Reading text ->
-- Start --

People could be helped to recall information more readily by a new study that reveals the various ways that we remember things.

The research highlights a range of mental processes linked to memory, which are used in different ways to perform similar tasks.

Memory tools

Researchers say the review will improve the understanding of these mental tools and shed light on how they function in different ways to form memories. 

The team says its findings will inform scientific debate about memory because often there is an assumption that memory works in more or less the same way for everyone.

Mental imagery

Learning more about the range of memory tools that people use can offer greater understanding of how memory functions in everyday life, researchers say.

Psychologists at the University of Edinburgh looked not only at how people attempt to remember things, but what they forget as well.

They reviewed more than 100 previous research studies with adults that investigated the different ways in which people remember words, letters, numbers and pictures.

Memory changes

The studies considered how people order information and use mental imagery and examined their ability to create mental representations of things.

Researchers also looked at how memory changes as people get older and the influence of intelligence on memory.

-- End --

Goals ->
A - Rewrite the memory study text from "Researchers say the" to "forget as well.", changing "Psychologists" to "Scientists".
B - Write the next part of the text about the memory study, picking up after its final sentence.

Dataset excerpt ->
-- Start --

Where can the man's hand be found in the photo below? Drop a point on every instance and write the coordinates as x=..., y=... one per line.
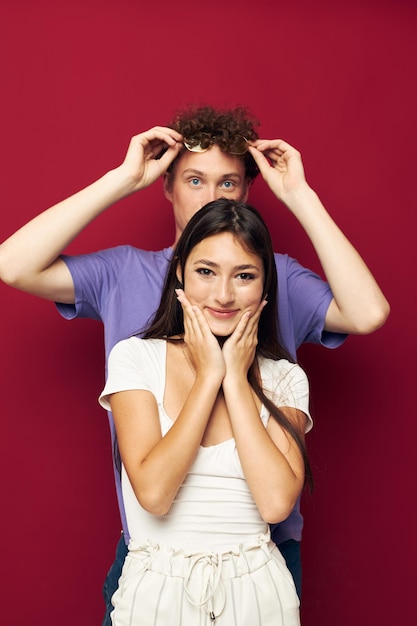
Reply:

-- End --

Solved tasks ->
A -
Researchers say the review will improve the understanding of these mental tools and shed light on how they function in different ways to form memories. 

The team says its findings will inform scientific debate about memory because often there is an assumption that memory works in more or less the same way for everyone.

Mental imagery

Learning more about the range of memory tools that people use can offer greater understanding of how memory functions in everyday life, researchers say.

Scientists at the University of Edinburgh looked not only at how people attempt to remember things, but what they forget as well.

B -
Mental tasks

The team found people memorise things in a variety of ways, for instance, when trying to learn and remember words in a new language some people remember by repeating the word, others might try to think about whether it sounds like a word they already know, and others might visualise what the word looks like and what it means. 

Researchers also found that placing things in order – a technique used when remembering pin numbers or combination locks – could be achieved in several ways, such as creating a memory chain by associating the first number with the second and so on, or learned representation – where each number is remembered separately.

Examining memory in a wider context – rather than its performance in particular tasks – could eventually offer a way to help people to use the memory tools they have more effectively, and help them maintain their memory abilities as they get older.

Professor Robert LogieSchool of Philosophy, Psychology and Language Sciences

The study is published in the Journal of Applied Research in Memory and Cognition.